TEXT FOR ANALYSIS:
Bangalir Chirar pulao -Flattened Rice Pulao from a Bengali Home-Poha Pulao from Bengali home
Chirer Polao was a common breakfast or evening snacks in my growing up days. I was a picky eater, which worried by mother a lot. I was thin, small and super active. My mother was always worried that I was not eating enough, running more than my body was able to deal with. Hence any food that came with loads of vegetables, protein and carb in one bowl was her favourite method of torturing me. Yes torture! You heard it right. Food was kind of torture for me as a child. I hated eating-anything other than Rosogolla. My relationship with food changed when I started to live alone in Delhi. I learnt to cook and appreciate ingredient. And then I shifted to university hostel. I craved for food -food that my mother cooked, food that I otherwise hated, food that reminded me of home. But I did not crave Chirer Polao. Our hostel used to serve us Poha-every Saturday morning without fail. How I used to hate the taste…. It put me off anything with chire as long as it was served in the geographic location of Delhi. I loved Chire bhaja in Kolkata though. But that is homemade chira and Kolkata is not Delhi
I don’t actually remember when the last time was, I had chirer pulao. I am sure I made it here in London but maybe some time back. So why have I made it today. Well we were in Cornwall holiday. Just the day after my supper club, we packed and headed for our caravan holiday. Along with everything else I also packed my rolling pin. I promised R that I was going to make luchi- Aloo er torkari for breakfast. Of course I did not make it. Am I crazy or what? He is now after my life. He feels cheated of his holiday ‘ aram’ as he had to drive miles, he feels cheated of his ‘petpujo’ as I did not make him luchi. No, he was not under fed. Not at all. But he did not still get his luchi. So, I tried to make up by making chirer Pulao for breakfast as well as office lunch.

WHAT YOU HAVE TO DO:
Continue the story about the chirer pulao, starting right after its last sentence. The records have no connection to the text.

Extracted data entries:
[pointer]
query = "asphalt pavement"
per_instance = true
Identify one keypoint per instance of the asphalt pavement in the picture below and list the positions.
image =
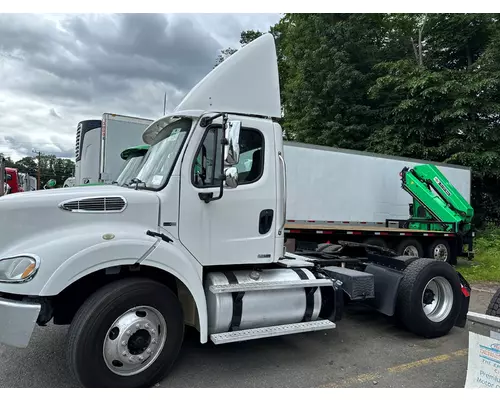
(365, 350)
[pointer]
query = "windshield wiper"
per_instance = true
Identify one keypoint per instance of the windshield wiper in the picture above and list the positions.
(137, 182)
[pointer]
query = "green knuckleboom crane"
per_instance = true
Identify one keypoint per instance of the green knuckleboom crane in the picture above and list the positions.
(437, 204)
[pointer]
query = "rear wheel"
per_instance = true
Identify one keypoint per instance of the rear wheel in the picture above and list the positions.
(410, 248)
(127, 334)
(440, 250)
(429, 298)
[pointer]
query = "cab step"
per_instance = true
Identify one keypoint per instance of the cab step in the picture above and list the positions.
(271, 331)
(254, 286)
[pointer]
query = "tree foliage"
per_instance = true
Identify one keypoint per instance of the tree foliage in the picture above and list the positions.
(51, 167)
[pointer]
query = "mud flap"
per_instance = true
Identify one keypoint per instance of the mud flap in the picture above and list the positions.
(464, 308)
(386, 288)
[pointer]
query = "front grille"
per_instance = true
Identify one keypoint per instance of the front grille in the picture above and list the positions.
(95, 204)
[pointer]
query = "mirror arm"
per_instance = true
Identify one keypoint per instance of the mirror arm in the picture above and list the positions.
(205, 121)
(207, 197)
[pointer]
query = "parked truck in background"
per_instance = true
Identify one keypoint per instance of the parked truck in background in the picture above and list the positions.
(196, 242)
(99, 143)
(12, 179)
(27, 182)
(336, 194)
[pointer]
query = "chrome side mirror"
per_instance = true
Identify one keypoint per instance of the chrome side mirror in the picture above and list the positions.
(232, 149)
(231, 177)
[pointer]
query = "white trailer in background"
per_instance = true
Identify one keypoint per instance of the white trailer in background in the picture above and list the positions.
(197, 242)
(99, 144)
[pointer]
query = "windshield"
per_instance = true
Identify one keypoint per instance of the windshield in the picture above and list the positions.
(160, 158)
(129, 171)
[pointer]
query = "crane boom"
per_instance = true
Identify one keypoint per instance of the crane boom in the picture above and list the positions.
(436, 198)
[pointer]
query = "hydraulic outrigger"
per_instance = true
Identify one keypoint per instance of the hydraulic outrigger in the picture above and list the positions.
(437, 204)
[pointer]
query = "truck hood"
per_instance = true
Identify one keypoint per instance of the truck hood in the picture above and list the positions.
(39, 216)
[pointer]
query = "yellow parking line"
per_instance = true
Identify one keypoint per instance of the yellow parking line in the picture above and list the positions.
(398, 369)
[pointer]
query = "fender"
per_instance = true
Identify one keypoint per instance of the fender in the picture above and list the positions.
(175, 259)
(69, 254)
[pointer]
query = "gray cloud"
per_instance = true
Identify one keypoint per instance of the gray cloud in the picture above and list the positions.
(58, 70)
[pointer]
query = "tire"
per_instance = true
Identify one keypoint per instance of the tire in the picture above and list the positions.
(494, 306)
(410, 247)
(440, 250)
(90, 335)
(410, 298)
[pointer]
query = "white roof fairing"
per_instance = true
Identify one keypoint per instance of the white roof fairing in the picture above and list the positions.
(245, 83)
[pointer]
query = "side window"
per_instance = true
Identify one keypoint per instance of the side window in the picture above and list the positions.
(206, 169)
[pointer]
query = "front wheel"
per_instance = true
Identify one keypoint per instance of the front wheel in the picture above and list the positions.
(127, 334)
(429, 298)
(494, 306)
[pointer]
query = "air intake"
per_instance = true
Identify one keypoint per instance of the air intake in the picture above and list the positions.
(99, 204)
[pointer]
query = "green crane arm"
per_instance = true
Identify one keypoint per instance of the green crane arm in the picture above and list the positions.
(431, 189)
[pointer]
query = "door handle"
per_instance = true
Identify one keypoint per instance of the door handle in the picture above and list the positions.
(265, 221)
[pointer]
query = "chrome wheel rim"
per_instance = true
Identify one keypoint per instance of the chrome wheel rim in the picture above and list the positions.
(410, 251)
(134, 341)
(437, 299)
(440, 252)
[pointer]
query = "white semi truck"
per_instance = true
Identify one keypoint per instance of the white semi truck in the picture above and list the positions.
(99, 144)
(196, 242)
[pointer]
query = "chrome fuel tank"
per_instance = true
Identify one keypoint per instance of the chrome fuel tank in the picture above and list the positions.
(260, 308)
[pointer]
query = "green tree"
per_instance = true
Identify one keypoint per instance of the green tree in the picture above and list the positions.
(328, 60)
(442, 102)
(245, 38)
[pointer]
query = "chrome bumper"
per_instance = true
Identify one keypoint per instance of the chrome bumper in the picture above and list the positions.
(17, 321)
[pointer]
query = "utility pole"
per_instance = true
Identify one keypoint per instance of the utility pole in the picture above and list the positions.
(39, 153)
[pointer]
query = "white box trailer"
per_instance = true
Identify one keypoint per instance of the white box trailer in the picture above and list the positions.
(353, 186)
(99, 144)
(129, 267)
(344, 195)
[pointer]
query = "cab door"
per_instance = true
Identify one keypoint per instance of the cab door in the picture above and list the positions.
(239, 227)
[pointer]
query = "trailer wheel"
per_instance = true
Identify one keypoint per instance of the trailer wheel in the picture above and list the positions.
(494, 306)
(440, 250)
(410, 247)
(429, 297)
(127, 334)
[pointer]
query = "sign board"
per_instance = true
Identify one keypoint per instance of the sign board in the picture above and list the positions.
(483, 365)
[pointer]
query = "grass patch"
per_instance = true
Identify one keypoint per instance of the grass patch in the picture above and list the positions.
(486, 263)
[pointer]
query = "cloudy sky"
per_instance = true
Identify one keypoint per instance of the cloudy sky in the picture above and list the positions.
(56, 70)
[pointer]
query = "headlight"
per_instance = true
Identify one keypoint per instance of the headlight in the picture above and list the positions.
(18, 269)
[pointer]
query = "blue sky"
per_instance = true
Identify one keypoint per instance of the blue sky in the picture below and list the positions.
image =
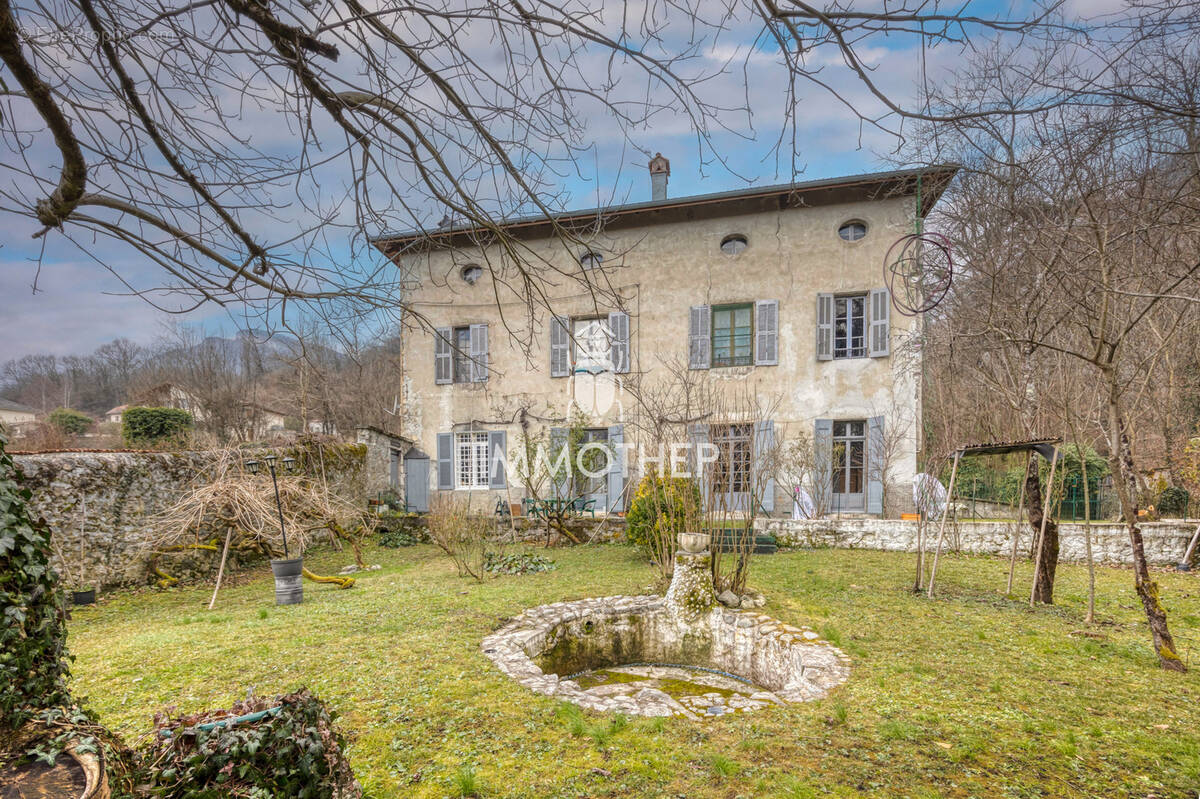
(79, 302)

EXPECTED OUTPUT:
This quick easy and yet amazing Bengali style Chirer Pulao is loaded with vegetable cauliflower, carrot, peas. It tastes mildly sweet with hint of chilli and flavoured with cinnamon and cardamom (Bengali garam masala). Bengali Chirer Pulao is way different from Poha. As far as I can remember Delhi Poha (not the hostel one, a good one. Now that I think, hostel food was not that bad actually) had curry leaves, peanuts, peas, potatoes, onions and tempered with black mustard seed, sprinkled with coconuts and coriander just before serving. It was yellow in color. But the Bengali one, basically the one I am used to eating was whitish in colour, had seasonal vegetable like carrot, cauliflower, peas, with cashew nut and pea nuts, potatoes, oil is tempered with cinnamon and cardamom, tasted slightly sweet. Its almost like rice pulao but made with chira. However, I was checking on the net and found that there are several ways of making Bengali chirer Pulao as well. Some used almost similar method to dramatic one using garlic. Anyway, I am sticking to my memory and making the one I am familiar with. It is very simple, have loads of vegetable, takes about 30 minutes to put together.